- PROBLEM DETAILS: Find "the grassland, each" in the data below; transcribe the line it appears on and each line after it, exactly, to the end, and nothing else.

Stored dataset items:
╭──

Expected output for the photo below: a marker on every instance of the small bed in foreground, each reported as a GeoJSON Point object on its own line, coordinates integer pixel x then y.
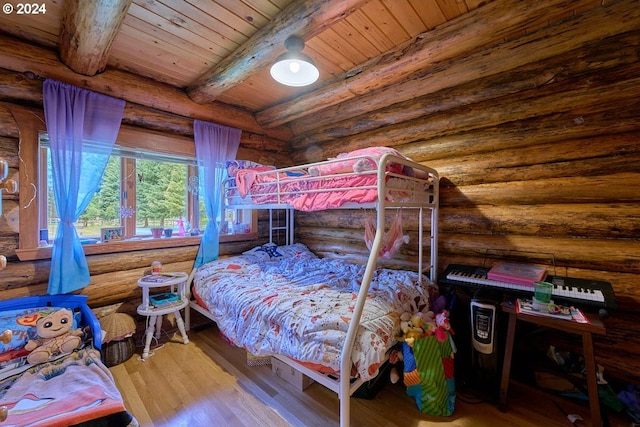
{"type": "Point", "coordinates": [324, 317]}
{"type": "Point", "coordinates": [73, 388]}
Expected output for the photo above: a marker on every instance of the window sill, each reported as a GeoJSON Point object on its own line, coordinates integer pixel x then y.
{"type": "Point", "coordinates": [44, 252]}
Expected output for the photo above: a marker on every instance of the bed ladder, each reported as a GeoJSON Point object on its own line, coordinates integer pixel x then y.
{"type": "Point", "coordinates": [287, 227]}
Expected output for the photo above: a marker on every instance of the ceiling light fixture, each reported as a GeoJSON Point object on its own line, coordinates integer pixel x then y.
{"type": "Point", "coordinates": [294, 68]}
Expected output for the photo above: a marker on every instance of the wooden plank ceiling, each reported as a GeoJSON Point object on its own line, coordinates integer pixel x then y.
{"type": "Point", "coordinates": [221, 50]}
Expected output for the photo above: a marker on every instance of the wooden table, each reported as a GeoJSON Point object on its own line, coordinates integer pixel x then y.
{"type": "Point", "coordinates": [177, 282]}
{"type": "Point", "coordinates": [586, 330]}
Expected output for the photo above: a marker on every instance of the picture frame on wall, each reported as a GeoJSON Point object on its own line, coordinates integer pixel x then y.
{"type": "Point", "coordinates": [109, 234]}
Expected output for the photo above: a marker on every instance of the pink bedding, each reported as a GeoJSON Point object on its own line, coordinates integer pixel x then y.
{"type": "Point", "coordinates": [70, 390]}
{"type": "Point", "coordinates": [287, 301]}
{"type": "Point", "coordinates": [311, 193]}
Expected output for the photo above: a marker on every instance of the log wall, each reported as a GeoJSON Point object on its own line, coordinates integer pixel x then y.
{"type": "Point", "coordinates": [538, 152]}
{"type": "Point", "coordinates": [536, 136]}
{"type": "Point", "coordinates": [114, 276]}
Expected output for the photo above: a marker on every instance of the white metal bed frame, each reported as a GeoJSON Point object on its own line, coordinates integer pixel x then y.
{"type": "Point", "coordinates": [426, 205]}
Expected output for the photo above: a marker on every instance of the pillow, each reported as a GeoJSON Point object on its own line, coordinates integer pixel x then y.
{"type": "Point", "coordinates": [266, 252]}
{"type": "Point", "coordinates": [296, 250]}
{"type": "Point", "coordinates": [273, 252]}
{"type": "Point", "coordinates": [353, 164]}
{"type": "Point", "coordinates": [233, 166]}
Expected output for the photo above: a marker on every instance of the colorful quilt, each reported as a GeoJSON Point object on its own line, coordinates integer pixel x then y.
{"type": "Point", "coordinates": [285, 300]}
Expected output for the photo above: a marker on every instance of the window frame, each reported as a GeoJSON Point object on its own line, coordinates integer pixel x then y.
{"type": "Point", "coordinates": [31, 124]}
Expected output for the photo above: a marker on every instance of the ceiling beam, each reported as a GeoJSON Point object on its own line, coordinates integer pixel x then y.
{"type": "Point", "coordinates": [425, 52]}
{"type": "Point", "coordinates": [87, 33]}
{"type": "Point", "coordinates": [23, 57]}
{"type": "Point", "coordinates": [302, 18]}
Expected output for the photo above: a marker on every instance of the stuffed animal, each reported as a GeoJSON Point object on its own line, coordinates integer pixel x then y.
{"type": "Point", "coordinates": [55, 337]}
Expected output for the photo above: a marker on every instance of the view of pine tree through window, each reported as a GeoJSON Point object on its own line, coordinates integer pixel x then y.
{"type": "Point", "coordinates": [139, 191]}
{"type": "Point", "coordinates": [160, 199]}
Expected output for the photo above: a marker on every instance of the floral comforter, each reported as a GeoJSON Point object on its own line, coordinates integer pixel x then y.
{"type": "Point", "coordinates": [285, 300]}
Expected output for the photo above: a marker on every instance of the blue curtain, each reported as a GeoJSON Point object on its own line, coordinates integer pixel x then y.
{"type": "Point", "coordinates": [215, 145]}
{"type": "Point", "coordinates": [76, 119]}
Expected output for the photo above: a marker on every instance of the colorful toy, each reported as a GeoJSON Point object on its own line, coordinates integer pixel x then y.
{"type": "Point", "coordinates": [55, 337]}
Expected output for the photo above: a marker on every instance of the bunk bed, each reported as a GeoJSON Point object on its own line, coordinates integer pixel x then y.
{"type": "Point", "coordinates": [65, 388]}
{"type": "Point", "coordinates": [288, 291]}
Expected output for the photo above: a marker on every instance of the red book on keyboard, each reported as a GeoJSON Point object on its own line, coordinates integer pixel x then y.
{"type": "Point", "coordinates": [518, 274]}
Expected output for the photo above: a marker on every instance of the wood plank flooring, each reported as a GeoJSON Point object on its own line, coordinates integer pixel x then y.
{"type": "Point", "coordinates": [209, 383]}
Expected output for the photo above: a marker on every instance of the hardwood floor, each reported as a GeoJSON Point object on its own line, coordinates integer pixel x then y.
{"type": "Point", "coordinates": [209, 383]}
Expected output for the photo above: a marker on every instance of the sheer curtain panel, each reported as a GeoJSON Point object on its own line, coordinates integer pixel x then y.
{"type": "Point", "coordinates": [76, 118]}
{"type": "Point", "coordinates": [215, 144]}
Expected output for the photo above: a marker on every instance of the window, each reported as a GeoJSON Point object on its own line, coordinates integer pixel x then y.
{"type": "Point", "coordinates": [139, 191]}
{"type": "Point", "coordinates": [150, 181]}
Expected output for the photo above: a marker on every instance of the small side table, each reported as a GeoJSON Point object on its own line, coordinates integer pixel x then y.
{"type": "Point", "coordinates": [595, 326]}
{"type": "Point", "coordinates": [177, 283]}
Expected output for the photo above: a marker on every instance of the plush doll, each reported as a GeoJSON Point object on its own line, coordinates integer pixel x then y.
{"type": "Point", "coordinates": [55, 337]}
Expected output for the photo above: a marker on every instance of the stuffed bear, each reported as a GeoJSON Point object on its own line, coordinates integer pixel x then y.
{"type": "Point", "coordinates": [55, 337]}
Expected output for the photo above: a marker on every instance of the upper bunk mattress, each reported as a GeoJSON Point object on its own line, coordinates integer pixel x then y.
{"type": "Point", "coordinates": [360, 177]}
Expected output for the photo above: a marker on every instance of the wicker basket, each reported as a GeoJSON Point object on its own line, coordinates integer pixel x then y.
{"type": "Point", "coordinates": [117, 352]}
{"type": "Point", "coordinates": [118, 344]}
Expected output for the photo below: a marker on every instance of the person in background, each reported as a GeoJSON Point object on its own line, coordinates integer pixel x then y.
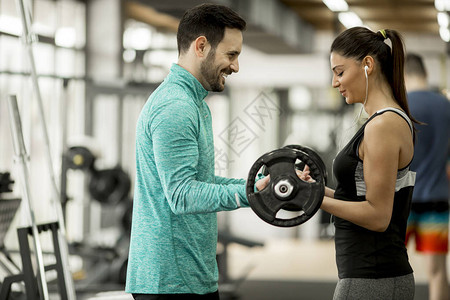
{"type": "Point", "coordinates": [174, 225]}
{"type": "Point", "coordinates": [429, 218]}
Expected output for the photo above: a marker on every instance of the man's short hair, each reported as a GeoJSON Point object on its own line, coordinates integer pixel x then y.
{"type": "Point", "coordinates": [209, 20]}
{"type": "Point", "coordinates": [414, 65]}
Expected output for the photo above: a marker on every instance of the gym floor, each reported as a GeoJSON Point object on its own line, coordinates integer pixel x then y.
{"type": "Point", "coordinates": [282, 270]}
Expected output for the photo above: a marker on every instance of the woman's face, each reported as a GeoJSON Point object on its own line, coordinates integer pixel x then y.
{"type": "Point", "coordinates": [349, 78]}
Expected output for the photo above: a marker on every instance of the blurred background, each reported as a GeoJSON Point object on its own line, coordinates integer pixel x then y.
{"type": "Point", "coordinates": [97, 62]}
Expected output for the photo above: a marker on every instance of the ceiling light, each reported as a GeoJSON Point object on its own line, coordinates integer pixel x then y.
{"type": "Point", "coordinates": [443, 19]}
{"type": "Point", "coordinates": [442, 5]}
{"type": "Point", "coordinates": [336, 5]}
{"type": "Point", "coordinates": [65, 37]}
{"type": "Point", "coordinates": [349, 19]}
{"type": "Point", "coordinates": [139, 38]}
{"type": "Point", "coordinates": [445, 34]}
{"type": "Point", "coordinates": [11, 25]}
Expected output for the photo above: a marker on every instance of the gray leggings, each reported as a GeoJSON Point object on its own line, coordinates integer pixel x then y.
{"type": "Point", "coordinates": [393, 288]}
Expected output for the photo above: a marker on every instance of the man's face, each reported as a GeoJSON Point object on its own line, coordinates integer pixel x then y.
{"type": "Point", "coordinates": [222, 61]}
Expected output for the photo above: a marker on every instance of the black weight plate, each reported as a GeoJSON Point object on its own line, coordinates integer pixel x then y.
{"type": "Point", "coordinates": [303, 196]}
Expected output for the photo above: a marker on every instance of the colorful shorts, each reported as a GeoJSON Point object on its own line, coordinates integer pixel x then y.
{"type": "Point", "coordinates": [429, 223]}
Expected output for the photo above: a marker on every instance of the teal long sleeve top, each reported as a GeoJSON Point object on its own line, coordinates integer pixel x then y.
{"type": "Point", "coordinates": [176, 195]}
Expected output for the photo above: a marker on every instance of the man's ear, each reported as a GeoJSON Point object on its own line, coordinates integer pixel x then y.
{"type": "Point", "coordinates": [201, 46]}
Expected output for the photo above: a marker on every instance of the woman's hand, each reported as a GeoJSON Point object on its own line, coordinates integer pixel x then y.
{"type": "Point", "coordinates": [304, 175]}
{"type": "Point", "coordinates": [262, 183]}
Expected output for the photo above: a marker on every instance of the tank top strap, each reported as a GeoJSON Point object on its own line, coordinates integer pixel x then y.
{"type": "Point", "coordinates": [397, 111]}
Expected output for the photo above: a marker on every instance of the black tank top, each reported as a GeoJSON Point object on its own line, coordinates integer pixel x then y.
{"type": "Point", "coordinates": [362, 253]}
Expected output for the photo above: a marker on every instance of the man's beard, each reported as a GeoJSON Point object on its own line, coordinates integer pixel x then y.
{"type": "Point", "coordinates": [209, 72]}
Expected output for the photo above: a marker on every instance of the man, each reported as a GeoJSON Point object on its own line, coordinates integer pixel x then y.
{"type": "Point", "coordinates": [174, 228]}
{"type": "Point", "coordinates": [429, 218]}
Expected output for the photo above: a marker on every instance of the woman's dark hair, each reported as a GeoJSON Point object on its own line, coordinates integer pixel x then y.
{"type": "Point", "coordinates": [359, 42]}
{"type": "Point", "coordinates": [209, 20]}
{"type": "Point", "coordinates": [414, 65]}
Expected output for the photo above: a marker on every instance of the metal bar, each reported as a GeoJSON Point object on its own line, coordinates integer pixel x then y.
{"type": "Point", "coordinates": [28, 39]}
{"type": "Point", "coordinates": [21, 161]}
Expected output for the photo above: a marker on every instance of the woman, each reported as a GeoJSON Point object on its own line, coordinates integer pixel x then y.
{"type": "Point", "coordinates": [374, 185]}
{"type": "Point", "coordinates": [372, 199]}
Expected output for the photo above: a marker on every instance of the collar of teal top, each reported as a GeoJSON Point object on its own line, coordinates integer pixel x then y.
{"type": "Point", "coordinates": [192, 85]}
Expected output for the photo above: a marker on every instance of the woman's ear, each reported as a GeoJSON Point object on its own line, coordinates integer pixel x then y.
{"type": "Point", "coordinates": [368, 64]}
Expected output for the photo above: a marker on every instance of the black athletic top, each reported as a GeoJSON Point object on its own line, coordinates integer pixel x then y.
{"type": "Point", "coordinates": [362, 253]}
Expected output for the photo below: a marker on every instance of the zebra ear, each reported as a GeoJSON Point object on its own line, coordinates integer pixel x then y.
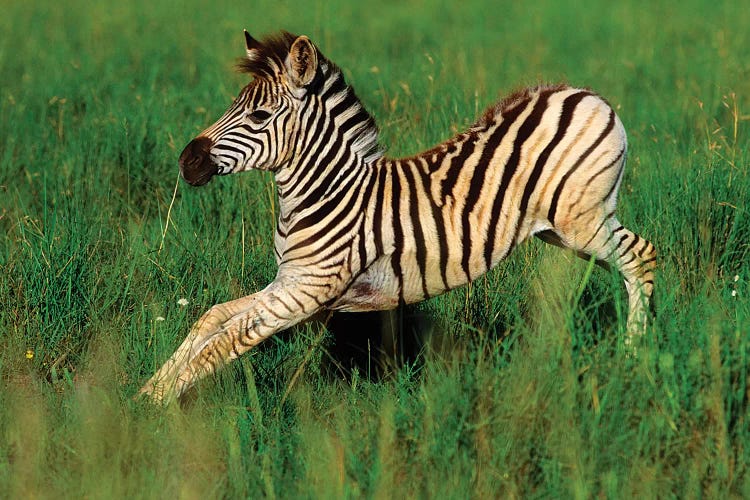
{"type": "Point", "coordinates": [252, 46]}
{"type": "Point", "coordinates": [302, 62]}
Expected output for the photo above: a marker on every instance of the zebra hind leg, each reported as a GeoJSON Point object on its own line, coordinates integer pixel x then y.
{"type": "Point", "coordinates": [613, 244]}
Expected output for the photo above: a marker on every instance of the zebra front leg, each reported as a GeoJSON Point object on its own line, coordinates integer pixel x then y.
{"type": "Point", "coordinates": [226, 332]}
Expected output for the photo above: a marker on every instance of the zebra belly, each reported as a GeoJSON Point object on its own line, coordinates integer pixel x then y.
{"type": "Point", "coordinates": [376, 289]}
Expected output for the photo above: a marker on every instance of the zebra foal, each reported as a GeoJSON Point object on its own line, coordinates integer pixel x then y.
{"type": "Point", "coordinates": [360, 231]}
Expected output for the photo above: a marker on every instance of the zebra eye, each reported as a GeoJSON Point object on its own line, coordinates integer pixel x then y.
{"type": "Point", "coordinates": [259, 116]}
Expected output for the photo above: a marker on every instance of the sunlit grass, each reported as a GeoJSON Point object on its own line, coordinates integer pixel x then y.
{"type": "Point", "coordinates": [519, 384]}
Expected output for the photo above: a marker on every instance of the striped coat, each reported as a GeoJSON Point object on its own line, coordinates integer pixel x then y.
{"type": "Point", "coordinates": [360, 231]}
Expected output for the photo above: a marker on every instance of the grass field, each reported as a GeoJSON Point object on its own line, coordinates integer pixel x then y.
{"type": "Point", "coordinates": [522, 387]}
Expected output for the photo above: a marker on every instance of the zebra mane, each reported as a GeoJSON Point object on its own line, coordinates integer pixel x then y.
{"type": "Point", "coordinates": [268, 60]}
{"type": "Point", "coordinates": [271, 53]}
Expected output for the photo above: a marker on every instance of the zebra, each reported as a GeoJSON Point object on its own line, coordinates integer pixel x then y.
{"type": "Point", "coordinates": [359, 231]}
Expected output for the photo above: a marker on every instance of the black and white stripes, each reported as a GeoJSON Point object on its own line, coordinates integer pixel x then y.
{"type": "Point", "coordinates": [360, 231]}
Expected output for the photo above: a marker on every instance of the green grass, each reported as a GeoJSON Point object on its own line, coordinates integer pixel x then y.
{"type": "Point", "coordinates": [522, 388]}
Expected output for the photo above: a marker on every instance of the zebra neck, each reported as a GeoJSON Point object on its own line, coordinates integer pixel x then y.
{"type": "Point", "coordinates": [317, 185]}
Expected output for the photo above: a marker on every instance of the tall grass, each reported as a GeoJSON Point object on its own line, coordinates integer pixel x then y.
{"type": "Point", "coordinates": [521, 387]}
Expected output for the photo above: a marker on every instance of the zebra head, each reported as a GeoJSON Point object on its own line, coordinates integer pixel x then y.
{"type": "Point", "coordinates": [257, 130]}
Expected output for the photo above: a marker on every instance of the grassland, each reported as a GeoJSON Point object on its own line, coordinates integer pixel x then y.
{"type": "Point", "coordinates": [521, 387]}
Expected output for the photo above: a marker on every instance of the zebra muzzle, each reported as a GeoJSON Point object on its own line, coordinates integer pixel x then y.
{"type": "Point", "coordinates": [196, 166]}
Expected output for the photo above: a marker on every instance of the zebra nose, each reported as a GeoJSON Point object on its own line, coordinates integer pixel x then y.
{"type": "Point", "coordinates": [196, 166]}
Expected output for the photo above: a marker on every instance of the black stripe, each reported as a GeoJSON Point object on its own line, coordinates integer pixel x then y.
{"type": "Point", "coordinates": [524, 132]}
{"type": "Point", "coordinates": [324, 210]}
{"type": "Point", "coordinates": [398, 232]}
{"type": "Point", "coordinates": [437, 216]}
{"type": "Point", "coordinates": [421, 247]}
{"type": "Point", "coordinates": [477, 180]}
{"type": "Point", "coordinates": [559, 188]}
{"type": "Point", "coordinates": [377, 216]}
{"type": "Point", "coordinates": [566, 116]}
{"type": "Point", "coordinates": [456, 166]}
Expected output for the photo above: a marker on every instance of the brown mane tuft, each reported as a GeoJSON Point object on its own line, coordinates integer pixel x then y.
{"type": "Point", "coordinates": [271, 53]}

╰──

- WRITTEN REPLY:
Expected output for the photo above: a marker on every instance of the grassland, each reported as a GeoJSON Point object on its own line, coordinates integer pixel x then y.
{"type": "Point", "coordinates": [521, 387]}
Expected output for the photo above: a marker on every instance of the zebra muzzle, each reported as a GeoJSON Point object on its own line, coordinates integer pixel x then y.
{"type": "Point", "coordinates": [196, 166]}
Expected output for the photo above: a marker on every instance of the zebra nose, each reported as a GeoJSON Point object on its own line, coordinates integer pixel x then y.
{"type": "Point", "coordinates": [196, 166]}
Expected output for the photo above: a marker on every instance of the black stripe, each reported as a GeoJSON Point object on its own line, coordinates integer pixel x then y.
{"type": "Point", "coordinates": [524, 132]}
{"type": "Point", "coordinates": [324, 210]}
{"type": "Point", "coordinates": [398, 232]}
{"type": "Point", "coordinates": [437, 216]}
{"type": "Point", "coordinates": [421, 247]}
{"type": "Point", "coordinates": [477, 180]}
{"type": "Point", "coordinates": [559, 188]}
{"type": "Point", "coordinates": [377, 216]}
{"type": "Point", "coordinates": [566, 116]}
{"type": "Point", "coordinates": [456, 166]}
Expected output for the photo above: a marker on every instance of the brown mane tuft, each reported as a GeoJSON Point object on its own line, coordinates integer pixel x then y.
{"type": "Point", "coordinates": [271, 53]}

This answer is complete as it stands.